Problem to work on: All of the entries must be duplicated exactly.

Data for analysis:
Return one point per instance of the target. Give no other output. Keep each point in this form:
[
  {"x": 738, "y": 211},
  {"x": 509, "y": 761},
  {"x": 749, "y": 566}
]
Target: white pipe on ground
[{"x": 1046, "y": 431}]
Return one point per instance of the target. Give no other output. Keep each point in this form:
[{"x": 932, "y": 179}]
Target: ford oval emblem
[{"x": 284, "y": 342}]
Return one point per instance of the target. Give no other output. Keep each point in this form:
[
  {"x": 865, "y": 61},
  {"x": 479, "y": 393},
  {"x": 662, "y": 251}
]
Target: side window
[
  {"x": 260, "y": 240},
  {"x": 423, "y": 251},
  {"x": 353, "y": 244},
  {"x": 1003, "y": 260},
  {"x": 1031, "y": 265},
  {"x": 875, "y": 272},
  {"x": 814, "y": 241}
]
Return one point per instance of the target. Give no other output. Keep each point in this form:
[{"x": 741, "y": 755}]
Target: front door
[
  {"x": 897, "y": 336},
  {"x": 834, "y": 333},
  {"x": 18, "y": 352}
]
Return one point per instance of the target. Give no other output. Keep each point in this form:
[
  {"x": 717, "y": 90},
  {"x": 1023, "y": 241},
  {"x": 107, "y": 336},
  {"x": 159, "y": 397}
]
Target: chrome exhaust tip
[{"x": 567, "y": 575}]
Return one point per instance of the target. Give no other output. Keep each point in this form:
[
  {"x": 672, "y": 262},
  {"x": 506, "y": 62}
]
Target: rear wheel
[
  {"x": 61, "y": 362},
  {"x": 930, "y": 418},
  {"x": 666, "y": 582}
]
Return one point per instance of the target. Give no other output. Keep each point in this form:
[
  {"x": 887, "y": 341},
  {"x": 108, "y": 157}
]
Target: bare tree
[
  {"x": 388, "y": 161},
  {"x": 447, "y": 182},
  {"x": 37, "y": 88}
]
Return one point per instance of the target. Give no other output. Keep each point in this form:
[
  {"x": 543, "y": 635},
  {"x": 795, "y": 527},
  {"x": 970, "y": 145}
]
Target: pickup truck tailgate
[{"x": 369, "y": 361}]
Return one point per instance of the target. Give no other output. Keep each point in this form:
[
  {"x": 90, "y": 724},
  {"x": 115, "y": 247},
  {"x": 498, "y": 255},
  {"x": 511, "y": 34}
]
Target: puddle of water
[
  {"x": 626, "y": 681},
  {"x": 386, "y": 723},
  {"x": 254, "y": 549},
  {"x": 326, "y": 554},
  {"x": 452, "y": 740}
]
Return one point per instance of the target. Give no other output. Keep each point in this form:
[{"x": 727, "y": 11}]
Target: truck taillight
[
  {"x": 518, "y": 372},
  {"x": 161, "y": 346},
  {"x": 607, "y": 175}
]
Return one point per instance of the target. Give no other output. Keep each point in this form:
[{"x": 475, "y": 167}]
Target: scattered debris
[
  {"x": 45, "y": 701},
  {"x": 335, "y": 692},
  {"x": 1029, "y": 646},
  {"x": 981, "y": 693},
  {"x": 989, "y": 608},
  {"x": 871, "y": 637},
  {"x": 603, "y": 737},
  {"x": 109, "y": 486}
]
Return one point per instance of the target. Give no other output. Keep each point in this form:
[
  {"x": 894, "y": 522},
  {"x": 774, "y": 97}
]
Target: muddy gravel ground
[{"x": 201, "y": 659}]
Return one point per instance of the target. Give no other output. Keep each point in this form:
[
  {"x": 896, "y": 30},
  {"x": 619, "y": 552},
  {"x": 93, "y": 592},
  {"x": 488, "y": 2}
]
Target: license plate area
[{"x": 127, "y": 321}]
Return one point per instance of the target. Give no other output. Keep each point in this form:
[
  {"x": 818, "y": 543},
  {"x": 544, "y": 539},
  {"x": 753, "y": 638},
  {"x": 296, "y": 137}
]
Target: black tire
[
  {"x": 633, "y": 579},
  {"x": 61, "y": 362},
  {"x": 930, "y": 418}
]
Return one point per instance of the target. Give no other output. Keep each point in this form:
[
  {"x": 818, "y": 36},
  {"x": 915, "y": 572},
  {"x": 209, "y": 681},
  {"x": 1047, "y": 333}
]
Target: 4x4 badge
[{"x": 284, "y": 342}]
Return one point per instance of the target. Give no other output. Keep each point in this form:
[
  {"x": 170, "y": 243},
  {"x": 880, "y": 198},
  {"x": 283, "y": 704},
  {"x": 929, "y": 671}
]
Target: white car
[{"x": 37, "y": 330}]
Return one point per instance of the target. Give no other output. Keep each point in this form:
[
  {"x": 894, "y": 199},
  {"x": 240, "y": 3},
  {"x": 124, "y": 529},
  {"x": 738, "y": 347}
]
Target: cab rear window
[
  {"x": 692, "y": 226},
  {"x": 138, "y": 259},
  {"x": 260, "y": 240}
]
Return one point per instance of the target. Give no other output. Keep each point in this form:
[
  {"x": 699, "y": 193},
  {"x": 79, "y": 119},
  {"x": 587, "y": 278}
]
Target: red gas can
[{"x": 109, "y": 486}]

Output of the exercise:
Return one point per instance of the target. Give no other output. Keep each point in this form:
[
  {"x": 738, "y": 211},
  {"x": 509, "y": 761},
  {"x": 749, "y": 566}
]
Target: white pipe on ground
[{"x": 1046, "y": 431}]
Return one point per instance of the target. Give no other output. Keep each point in this form:
[{"x": 932, "y": 179}]
Target: ford oval emblem
[{"x": 284, "y": 342}]
Return one point per instance of the target. Give no other output. Keep each point in this form:
[
  {"x": 865, "y": 61},
  {"x": 479, "y": 393},
  {"x": 662, "y": 251}
]
Target: side window
[
  {"x": 260, "y": 240},
  {"x": 423, "y": 251},
  {"x": 353, "y": 244},
  {"x": 1003, "y": 260},
  {"x": 1031, "y": 265},
  {"x": 875, "y": 272},
  {"x": 814, "y": 241}
]
Return one point per instance of the target. Give no other output. Keep each point in this form:
[{"x": 741, "y": 755}]
Target: front door
[
  {"x": 897, "y": 336},
  {"x": 834, "y": 333},
  {"x": 18, "y": 352}
]
Return one point per instance of the target. Give no other output. Keep each point in this form:
[
  {"x": 717, "y": 90},
  {"x": 1023, "y": 241},
  {"x": 107, "y": 336},
  {"x": 159, "y": 397}
]
Target: chrome exhaust tip
[{"x": 567, "y": 575}]
Return one point per instance of the target. Give no other output. Keep each point in this form:
[
  {"x": 672, "y": 262},
  {"x": 506, "y": 62}
]
Target: rear wheel
[
  {"x": 61, "y": 362},
  {"x": 930, "y": 418},
  {"x": 666, "y": 582}
]
Return one point per instance of the target. Give no other output. Keep each point in this form:
[
  {"x": 887, "y": 341},
  {"x": 108, "y": 157}
]
Target: bare tree
[
  {"x": 388, "y": 161},
  {"x": 447, "y": 182},
  {"x": 37, "y": 88}
]
Return one point per instance of the target. Give no other output. Keep each point in this form:
[
  {"x": 543, "y": 635},
  {"x": 795, "y": 527},
  {"x": 970, "y": 145}
]
Target: pickup truck tailgate
[{"x": 369, "y": 361}]
Return one point per instance of the target. Give no other output. Keep each point in this form:
[
  {"x": 90, "y": 724},
  {"x": 115, "y": 247},
  {"x": 498, "y": 255},
  {"x": 511, "y": 34}
]
Target: puddle of water
[
  {"x": 626, "y": 681},
  {"x": 386, "y": 723},
  {"x": 254, "y": 549},
  {"x": 326, "y": 554},
  {"x": 452, "y": 740}
]
Return one point per instance of the target. Give no other output. Keep each point in this form:
[{"x": 727, "y": 11}]
Target: truck taillight
[
  {"x": 518, "y": 372},
  {"x": 161, "y": 346},
  {"x": 607, "y": 175}
]
Return one point per instance of the target. Give no other output. Keep each point in this form:
[{"x": 475, "y": 167}]
Target: scattered debris
[
  {"x": 45, "y": 701},
  {"x": 335, "y": 692},
  {"x": 1029, "y": 646},
  {"x": 981, "y": 693},
  {"x": 989, "y": 608},
  {"x": 871, "y": 637},
  {"x": 603, "y": 737},
  {"x": 109, "y": 486}
]
Return one point per instance of the target. Give no other output. Keep each point in this form:
[
  {"x": 894, "y": 522},
  {"x": 774, "y": 97}
]
Target: muddy gravel ground
[{"x": 201, "y": 659}]
Return one point per instance of the target. Give no other output. Keep each point in this form:
[
  {"x": 896, "y": 30},
  {"x": 619, "y": 552},
  {"x": 93, "y": 592},
  {"x": 488, "y": 2}
]
Target: license plate area
[{"x": 127, "y": 321}]
Return one point per instance of the target. Give no other output. Keep each point in this form:
[
  {"x": 818, "y": 543},
  {"x": 544, "y": 539},
  {"x": 753, "y": 638},
  {"x": 296, "y": 137}
]
Target: black tire
[
  {"x": 633, "y": 579},
  {"x": 61, "y": 362},
  {"x": 930, "y": 418}
]
Return one point per instance of the target. Give no other output. Keep each point in this form:
[
  {"x": 818, "y": 36},
  {"x": 915, "y": 572},
  {"x": 209, "y": 681},
  {"x": 1047, "y": 333}
]
Target: 4x4 badge
[{"x": 284, "y": 342}]
Return one point per instance of the target. Give no other output. Keep each point in this form:
[
  {"x": 170, "y": 243},
  {"x": 880, "y": 198},
  {"x": 283, "y": 704},
  {"x": 929, "y": 671}
]
Target: white car
[{"x": 37, "y": 330}]
Return one point per instance of the target. Give no other output. Keep each point in this form:
[
  {"x": 894, "y": 199},
  {"x": 240, "y": 3},
  {"x": 124, "y": 529},
  {"x": 738, "y": 347}
]
Target: cab rear window
[
  {"x": 692, "y": 226},
  {"x": 138, "y": 259},
  {"x": 260, "y": 240}
]
Return one point per instance of the target. Give no other output. Keep each point in this form:
[
  {"x": 699, "y": 193},
  {"x": 79, "y": 119},
  {"x": 587, "y": 278}
]
Target: red gas can
[{"x": 109, "y": 486}]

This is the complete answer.